#### WHAT IS EXPECTED
From the records below, copy the lines that include "wooden".

#### MATERIAL TO PROCESS
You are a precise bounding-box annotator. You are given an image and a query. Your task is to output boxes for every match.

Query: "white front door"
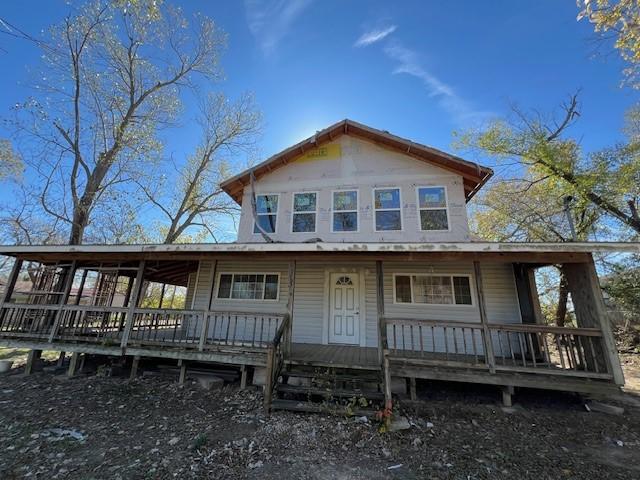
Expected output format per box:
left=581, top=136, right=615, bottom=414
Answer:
left=329, top=273, right=360, bottom=345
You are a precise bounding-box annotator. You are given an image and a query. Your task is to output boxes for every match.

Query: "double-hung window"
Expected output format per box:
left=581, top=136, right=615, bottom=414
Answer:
left=332, top=190, right=358, bottom=232
left=217, top=273, right=279, bottom=300
left=292, top=192, right=317, bottom=233
left=374, top=187, right=402, bottom=231
left=417, top=186, right=449, bottom=231
left=254, top=194, right=279, bottom=234
left=394, top=274, right=473, bottom=305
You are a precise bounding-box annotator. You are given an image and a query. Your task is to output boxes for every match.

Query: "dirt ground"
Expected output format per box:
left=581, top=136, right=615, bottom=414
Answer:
left=1, top=353, right=640, bottom=480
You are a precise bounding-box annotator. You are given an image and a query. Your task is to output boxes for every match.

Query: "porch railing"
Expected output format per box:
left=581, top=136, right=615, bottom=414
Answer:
left=264, top=313, right=290, bottom=411
left=0, top=303, right=287, bottom=356
left=382, top=317, right=612, bottom=379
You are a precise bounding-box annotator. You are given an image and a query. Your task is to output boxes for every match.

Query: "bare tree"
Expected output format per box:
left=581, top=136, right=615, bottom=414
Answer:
left=4, top=1, right=226, bottom=244
left=139, top=92, right=261, bottom=243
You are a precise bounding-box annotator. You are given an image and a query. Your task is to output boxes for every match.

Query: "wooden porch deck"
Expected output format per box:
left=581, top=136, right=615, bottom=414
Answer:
left=288, top=343, right=380, bottom=370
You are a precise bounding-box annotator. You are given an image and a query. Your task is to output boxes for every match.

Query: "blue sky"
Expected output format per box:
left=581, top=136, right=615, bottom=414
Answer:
left=0, top=0, right=638, bottom=240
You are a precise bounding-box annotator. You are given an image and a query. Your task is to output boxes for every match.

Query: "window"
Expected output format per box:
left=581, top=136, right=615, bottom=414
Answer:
left=217, top=273, right=280, bottom=300
left=254, top=194, right=279, bottom=234
left=374, top=188, right=402, bottom=231
left=332, top=190, right=358, bottom=232
left=292, top=192, right=317, bottom=233
left=417, top=186, right=449, bottom=231
left=394, top=274, right=473, bottom=305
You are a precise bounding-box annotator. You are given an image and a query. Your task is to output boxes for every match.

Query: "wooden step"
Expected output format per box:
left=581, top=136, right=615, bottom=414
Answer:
left=276, top=383, right=385, bottom=400
left=282, top=370, right=382, bottom=384
left=270, top=398, right=377, bottom=416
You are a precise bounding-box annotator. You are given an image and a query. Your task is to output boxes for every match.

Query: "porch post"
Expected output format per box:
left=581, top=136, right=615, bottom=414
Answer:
left=562, top=256, right=625, bottom=385
left=473, top=261, right=496, bottom=373
left=0, top=257, right=22, bottom=319
left=48, top=260, right=78, bottom=342
left=285, top=260, right=296, bottom=357
left=120, top=260, right=146, bottom=349
left=376, top=260, right=385, bottom=364
left=198, top=260, right=217, bottom=351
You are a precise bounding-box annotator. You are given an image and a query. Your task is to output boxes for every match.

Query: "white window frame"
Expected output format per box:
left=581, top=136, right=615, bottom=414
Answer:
left=216, top=272, right=281, bottom=302
left=372, top=187, right=403, bottom=232
left=331, top=189, right=359, bottom=233
left=392, top=273, right=474, bottom=307
left=416, top=185, right=450, bottom=232
left=290, top=191, right=319, bottom=234
left=253, top=193, right=279, bottom=235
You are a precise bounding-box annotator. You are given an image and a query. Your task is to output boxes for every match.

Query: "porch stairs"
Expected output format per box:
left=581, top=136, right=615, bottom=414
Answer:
left=270, top=364, right=384, bottom=415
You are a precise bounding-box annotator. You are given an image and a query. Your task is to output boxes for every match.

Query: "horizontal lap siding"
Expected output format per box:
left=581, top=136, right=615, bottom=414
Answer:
left=293, top=261, right=378, bottom=347
left=383, top=261, right=521, bottom=355
left=188, top=259, right=523, bottom=352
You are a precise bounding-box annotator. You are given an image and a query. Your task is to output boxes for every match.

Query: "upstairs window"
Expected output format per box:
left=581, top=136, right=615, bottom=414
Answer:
left=332, top=190, right=358, bottom=232
left=374, top=188, right=402, bottom=231
left=417, top=186, right=449, bottom=231
left=292, top=192, right=317, bottom=233
left=254, top=194, right=279, bottom=234
left=217, top=273, right=280, bottom=300
left=394, top=274, right=473, bottom=305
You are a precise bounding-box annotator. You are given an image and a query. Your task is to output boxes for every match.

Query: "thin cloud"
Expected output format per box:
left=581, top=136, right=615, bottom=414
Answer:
left=383, top=42, right=492, bottom=125
left=354, top=25, right=397, bottom=47
left=244, top=0, right=313, bottom=56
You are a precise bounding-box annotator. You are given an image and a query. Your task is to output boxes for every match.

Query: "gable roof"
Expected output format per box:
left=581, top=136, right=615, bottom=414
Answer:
left=220, top=119, right=493, bottom=204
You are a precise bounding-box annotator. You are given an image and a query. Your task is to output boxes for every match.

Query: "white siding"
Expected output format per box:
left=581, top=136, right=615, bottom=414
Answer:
left=188, top=259, right=522, bottom=351
left=237, top=136, right=470, bottom=243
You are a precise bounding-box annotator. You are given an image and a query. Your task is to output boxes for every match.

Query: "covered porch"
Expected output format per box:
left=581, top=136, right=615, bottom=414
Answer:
left=0, top=241, right=634, bottom=410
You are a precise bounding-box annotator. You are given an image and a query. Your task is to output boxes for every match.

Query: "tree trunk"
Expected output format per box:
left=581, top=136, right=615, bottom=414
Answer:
left=555, top=272, right=569, bottom=327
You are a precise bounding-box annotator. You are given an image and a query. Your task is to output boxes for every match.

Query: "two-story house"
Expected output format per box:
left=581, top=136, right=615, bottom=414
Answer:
left=0, top=119, right=631, bottom=412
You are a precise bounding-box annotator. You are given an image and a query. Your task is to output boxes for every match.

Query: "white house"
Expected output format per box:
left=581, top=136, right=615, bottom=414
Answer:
left=0, top=119, right=630, bottom=411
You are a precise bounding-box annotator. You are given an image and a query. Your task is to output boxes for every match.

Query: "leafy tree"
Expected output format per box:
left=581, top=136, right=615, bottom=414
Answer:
left=458, top=94, right=640, bottom=235
left=5, top=0, right=226, bottom=244
left=139, top=92, right=261, bottom=244
left=0, top=139, right=22, bottom=181
left=578, top=0, right=640, bottom=88
left=471, top=165, right=601, bottom=325
left=602, top=254, right=640, bottom=329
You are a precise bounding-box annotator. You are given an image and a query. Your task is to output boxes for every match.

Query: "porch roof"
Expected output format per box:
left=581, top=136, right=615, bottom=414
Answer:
left=1, top=241, right=638, bottom=265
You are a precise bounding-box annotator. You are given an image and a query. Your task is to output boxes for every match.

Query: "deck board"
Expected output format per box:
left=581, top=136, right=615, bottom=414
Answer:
left=288, top=343, right=380, bottom=370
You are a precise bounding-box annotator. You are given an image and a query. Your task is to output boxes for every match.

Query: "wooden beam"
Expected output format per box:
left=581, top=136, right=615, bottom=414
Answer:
left=285, top=260, right=296, bottom=357
left=0, top=258, right=22, bottom=311
left=376, top=260, right=385, bottom=364
left=67, top=352, right=80, bottom=377
left=24, top=349, right=41, bottom=375
left=130, top=355, right=140, bottom=380
left=120, top=261, right=146, bottom=349
left=48, top=260, right=78, bottom=342
left=563, top=258, right=625, bottom=385
left=473, top=261, right=496, bottom=373
left=198, top=260, right=217, bottom=351
left=178, top=359, right=187, bottom=385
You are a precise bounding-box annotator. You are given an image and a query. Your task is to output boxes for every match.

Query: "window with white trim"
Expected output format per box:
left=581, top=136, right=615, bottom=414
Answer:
left=292, top=192, right=317, bottom=233
left=253, top=194, right=279, bottom=234
left=417, top=186, right=448, bottom=231
left=394, top=274, right=472, bottom=305
left=374, top=188, right=402, bottom=231
left=332, top=190, right=358, bottom=232
left=217, top=273, right=280, bottom=300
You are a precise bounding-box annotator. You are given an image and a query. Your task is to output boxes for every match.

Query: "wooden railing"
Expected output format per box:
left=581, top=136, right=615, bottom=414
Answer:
left=382, top=317, right=612, bottom=379
left=0, top=303, right=288, bottom=357
left=384, top=318, right=489, bottom=368
left=264, top=313, right=291, bottom=411
left=0, top=304, right=60, bottom=339
left=487, top=323, right=610, bottom=378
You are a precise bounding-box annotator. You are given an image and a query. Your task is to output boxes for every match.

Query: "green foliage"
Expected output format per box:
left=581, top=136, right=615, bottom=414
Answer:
left=602, top=254, right=640, bottom=317
left=578, top=0, right=640, bottom=88
left=456, top=95, right=640, bottom=236
left=0, top=139, right=22, bottom=180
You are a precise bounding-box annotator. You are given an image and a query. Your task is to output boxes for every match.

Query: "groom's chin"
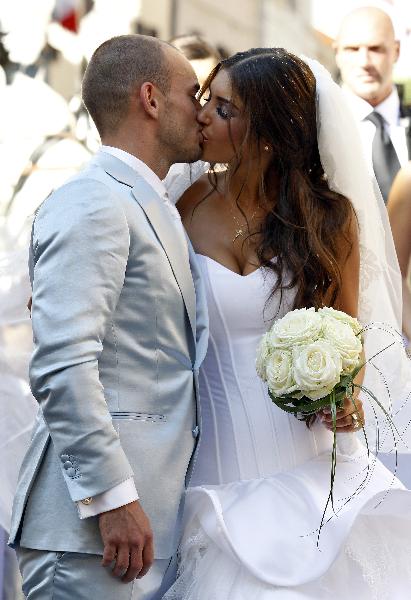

#### RESULT FOR THIS TASK
Query: "wooden porch deck"
Query: "wooden step"
Query: "wooden beam"
Query: "wooden railing"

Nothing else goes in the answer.